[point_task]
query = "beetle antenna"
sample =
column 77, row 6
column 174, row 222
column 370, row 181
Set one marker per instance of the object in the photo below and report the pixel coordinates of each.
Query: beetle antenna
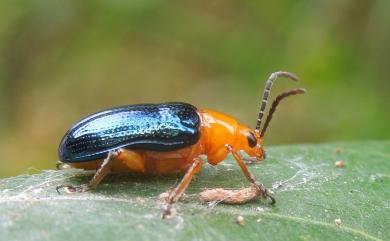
column 267, row 90
column 276, row 103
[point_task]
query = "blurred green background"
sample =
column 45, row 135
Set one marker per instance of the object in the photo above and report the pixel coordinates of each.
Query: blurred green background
column 62, row 60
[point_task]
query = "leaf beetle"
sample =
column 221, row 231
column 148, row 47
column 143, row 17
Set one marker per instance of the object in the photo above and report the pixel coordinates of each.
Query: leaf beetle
column 165, row 138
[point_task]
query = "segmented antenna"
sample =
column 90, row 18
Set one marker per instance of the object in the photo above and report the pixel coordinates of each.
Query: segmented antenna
column 267, row 90
column 276, row 102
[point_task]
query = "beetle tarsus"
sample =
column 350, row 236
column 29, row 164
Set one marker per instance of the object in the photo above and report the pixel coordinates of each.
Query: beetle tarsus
column 73, row 189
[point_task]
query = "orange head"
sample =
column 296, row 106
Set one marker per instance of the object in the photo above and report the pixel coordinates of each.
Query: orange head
column 219, row 129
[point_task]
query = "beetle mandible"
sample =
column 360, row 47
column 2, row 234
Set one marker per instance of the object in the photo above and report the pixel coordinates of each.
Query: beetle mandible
column 165, row 138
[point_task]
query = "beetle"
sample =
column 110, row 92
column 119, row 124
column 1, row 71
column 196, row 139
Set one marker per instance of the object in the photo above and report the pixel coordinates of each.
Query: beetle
column 165, row 138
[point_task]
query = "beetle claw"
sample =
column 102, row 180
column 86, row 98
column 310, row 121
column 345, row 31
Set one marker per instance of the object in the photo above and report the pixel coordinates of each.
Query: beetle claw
column 263, row 192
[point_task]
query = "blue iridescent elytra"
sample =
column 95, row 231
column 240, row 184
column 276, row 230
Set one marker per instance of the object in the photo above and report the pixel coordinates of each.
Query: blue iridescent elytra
column 156, row 127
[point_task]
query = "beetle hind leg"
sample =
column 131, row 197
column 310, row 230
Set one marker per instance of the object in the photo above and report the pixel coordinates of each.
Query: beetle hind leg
column 104, row 169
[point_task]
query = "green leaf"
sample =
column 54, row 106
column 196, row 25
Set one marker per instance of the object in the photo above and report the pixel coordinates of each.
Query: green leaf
column 310, row 191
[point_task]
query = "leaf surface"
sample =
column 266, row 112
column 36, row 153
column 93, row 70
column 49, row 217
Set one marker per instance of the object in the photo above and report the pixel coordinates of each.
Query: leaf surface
column 310, row 192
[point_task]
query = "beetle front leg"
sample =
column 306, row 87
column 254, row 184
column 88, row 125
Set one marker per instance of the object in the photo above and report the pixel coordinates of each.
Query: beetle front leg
column 176, row 193
column 104, row 169
column 260, row 187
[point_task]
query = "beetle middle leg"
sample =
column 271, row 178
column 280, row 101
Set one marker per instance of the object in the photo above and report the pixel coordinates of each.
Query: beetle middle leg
column 260, row 187
column 104, row 169
column 176, row 193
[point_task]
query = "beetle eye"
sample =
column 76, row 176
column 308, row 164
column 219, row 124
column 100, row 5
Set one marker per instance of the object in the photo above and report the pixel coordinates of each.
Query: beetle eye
column 252, row 141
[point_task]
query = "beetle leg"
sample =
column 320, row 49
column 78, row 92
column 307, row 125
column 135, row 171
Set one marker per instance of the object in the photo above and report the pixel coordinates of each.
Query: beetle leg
column 104, row 169
column 260, row 187
column 176, row 193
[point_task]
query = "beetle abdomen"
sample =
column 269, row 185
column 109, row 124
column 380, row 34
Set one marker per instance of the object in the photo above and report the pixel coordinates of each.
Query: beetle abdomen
column 157, row 127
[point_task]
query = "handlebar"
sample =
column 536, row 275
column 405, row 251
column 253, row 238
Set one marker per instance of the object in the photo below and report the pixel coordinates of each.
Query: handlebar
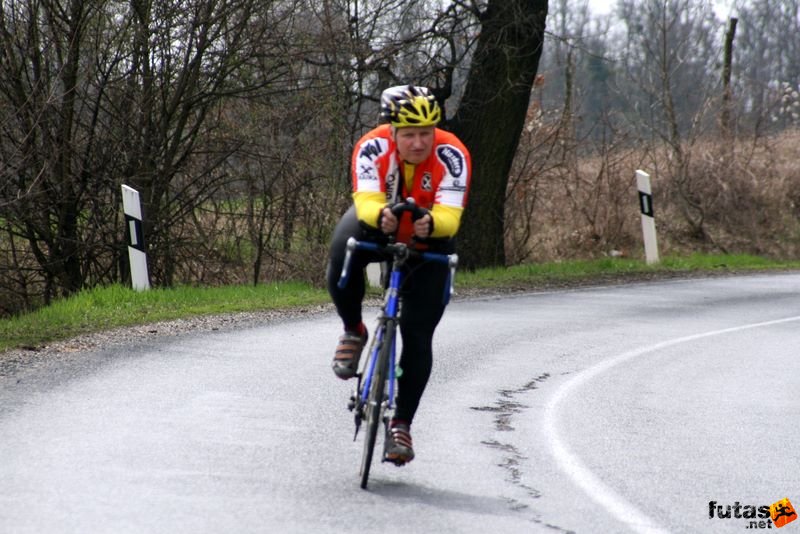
column 400, row 252
column 411, row 207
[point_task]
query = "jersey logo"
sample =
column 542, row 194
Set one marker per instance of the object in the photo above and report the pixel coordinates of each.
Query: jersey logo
column 427, row 182
column 452, row 159
column 372, row 149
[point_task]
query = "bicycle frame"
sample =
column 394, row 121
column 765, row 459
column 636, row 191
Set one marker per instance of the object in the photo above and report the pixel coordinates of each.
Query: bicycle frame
column 388, row 320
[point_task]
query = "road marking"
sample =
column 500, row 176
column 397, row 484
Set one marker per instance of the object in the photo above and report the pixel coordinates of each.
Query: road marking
column 596, row 489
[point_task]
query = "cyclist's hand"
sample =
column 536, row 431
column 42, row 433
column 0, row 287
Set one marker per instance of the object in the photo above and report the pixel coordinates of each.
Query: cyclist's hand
column 388, row 222
column 422, row 226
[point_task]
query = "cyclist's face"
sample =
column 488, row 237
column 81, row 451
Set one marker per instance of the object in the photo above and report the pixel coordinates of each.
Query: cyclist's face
column 414, row 143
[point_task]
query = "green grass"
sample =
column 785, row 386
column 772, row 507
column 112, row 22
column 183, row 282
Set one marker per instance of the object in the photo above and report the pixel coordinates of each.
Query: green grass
column 117, row 306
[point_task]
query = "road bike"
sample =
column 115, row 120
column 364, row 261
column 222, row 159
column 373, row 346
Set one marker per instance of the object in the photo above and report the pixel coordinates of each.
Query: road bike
column 373, row 398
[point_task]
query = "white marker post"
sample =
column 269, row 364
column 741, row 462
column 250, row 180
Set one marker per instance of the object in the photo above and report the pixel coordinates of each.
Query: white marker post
column 648, row 220
column 133, row 230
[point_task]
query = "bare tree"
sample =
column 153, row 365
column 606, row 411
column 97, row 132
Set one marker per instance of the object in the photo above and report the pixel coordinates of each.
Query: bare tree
column 491, row 116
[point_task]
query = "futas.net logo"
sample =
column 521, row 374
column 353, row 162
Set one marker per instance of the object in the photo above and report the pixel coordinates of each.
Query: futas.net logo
column 774, row 515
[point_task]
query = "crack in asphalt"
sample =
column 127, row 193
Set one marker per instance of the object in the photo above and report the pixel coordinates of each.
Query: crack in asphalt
column 504, row 410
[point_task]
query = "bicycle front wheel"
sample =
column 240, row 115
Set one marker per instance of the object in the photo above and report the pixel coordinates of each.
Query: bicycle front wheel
column 374, row 406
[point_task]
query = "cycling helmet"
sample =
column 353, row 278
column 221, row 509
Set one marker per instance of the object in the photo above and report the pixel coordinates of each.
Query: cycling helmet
column 407, row 105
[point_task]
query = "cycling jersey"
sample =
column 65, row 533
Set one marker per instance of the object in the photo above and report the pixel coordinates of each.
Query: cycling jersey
column 440, row 183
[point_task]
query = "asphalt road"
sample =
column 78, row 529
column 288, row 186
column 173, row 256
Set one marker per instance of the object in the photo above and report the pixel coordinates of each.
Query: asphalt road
column 635, row 408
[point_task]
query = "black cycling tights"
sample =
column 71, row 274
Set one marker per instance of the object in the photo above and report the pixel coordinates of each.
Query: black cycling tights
column 421, row 293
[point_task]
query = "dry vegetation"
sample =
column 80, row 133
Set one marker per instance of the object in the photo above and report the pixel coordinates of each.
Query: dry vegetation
column 740, row 198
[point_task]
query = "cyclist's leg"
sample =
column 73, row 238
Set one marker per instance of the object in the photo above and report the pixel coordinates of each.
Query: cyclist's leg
column 422, row 310
column 348, row 299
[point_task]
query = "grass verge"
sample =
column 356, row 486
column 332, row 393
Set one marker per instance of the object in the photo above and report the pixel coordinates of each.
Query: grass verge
column 117, row 306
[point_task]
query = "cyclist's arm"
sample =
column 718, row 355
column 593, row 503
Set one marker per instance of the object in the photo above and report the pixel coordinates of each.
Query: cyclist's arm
column 451, row 196
column 369, row 205
column 446, row 220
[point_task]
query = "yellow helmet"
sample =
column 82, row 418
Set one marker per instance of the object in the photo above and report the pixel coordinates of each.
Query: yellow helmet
column 407, row 105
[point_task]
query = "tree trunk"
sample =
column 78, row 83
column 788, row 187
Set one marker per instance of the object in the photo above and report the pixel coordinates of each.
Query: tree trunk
column 491, row 115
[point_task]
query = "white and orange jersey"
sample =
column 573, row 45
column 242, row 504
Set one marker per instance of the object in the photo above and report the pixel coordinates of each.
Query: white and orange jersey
column 440, row 183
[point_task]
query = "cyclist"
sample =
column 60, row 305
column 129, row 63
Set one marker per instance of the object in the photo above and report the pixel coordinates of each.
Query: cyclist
column 407, row 156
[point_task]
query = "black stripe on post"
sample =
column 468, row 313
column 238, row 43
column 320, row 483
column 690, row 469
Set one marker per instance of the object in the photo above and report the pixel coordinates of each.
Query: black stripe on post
column 134, row 232
column 646, row 203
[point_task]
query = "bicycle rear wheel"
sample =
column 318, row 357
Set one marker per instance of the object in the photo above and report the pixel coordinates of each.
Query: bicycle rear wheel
column 374, row 406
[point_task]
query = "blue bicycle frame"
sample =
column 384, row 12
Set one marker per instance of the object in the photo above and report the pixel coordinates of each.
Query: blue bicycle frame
column 391, row 307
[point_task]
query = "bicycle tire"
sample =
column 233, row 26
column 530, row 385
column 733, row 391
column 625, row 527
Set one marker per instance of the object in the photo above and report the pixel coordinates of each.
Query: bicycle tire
column 375, row 401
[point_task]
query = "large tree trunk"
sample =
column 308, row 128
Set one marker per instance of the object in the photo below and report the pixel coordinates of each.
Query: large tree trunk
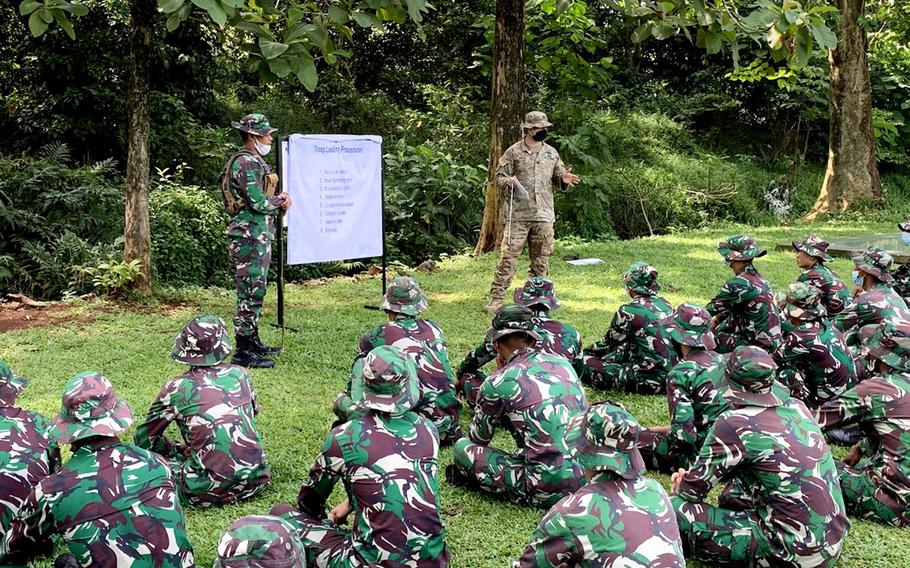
column 505, row 110
column 852, row 171
column 137, row 233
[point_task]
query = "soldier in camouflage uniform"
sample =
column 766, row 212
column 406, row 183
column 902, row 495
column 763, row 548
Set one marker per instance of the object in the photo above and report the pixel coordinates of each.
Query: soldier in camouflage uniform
column 26, row 454
column 533, row 395
column 815, row 362
column 694, row 386
column 260, row 541
column 251, row 231
column 221, row 459
column 811, row 256
column 387, row 459
column 744, row 311
column 784, row 506
column 556, row 338
column 424, row 343
column 526, row 174
column 875, row 475
column 634, row 355
column 114, row 505
column 620, row 518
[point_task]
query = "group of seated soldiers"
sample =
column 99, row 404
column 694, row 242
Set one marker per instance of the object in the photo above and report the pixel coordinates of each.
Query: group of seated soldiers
column 752, row 382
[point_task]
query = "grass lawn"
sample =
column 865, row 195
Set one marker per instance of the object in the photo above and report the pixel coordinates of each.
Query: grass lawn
column 132, row 348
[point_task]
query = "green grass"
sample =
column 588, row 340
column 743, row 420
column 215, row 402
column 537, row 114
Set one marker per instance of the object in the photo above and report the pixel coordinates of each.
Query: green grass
column 132, row 349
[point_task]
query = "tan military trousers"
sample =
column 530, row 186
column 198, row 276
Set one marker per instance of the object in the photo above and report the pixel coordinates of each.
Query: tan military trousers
column 539, row 238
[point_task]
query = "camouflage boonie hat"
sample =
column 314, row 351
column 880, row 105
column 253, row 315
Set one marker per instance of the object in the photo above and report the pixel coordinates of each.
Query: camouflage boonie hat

* [To do] Please find the lines in the data that contain the word "boonie" and copy them.

* [Solution to this exercise]
query = "camouflage boonie hat"
Query: camouflage boonie hat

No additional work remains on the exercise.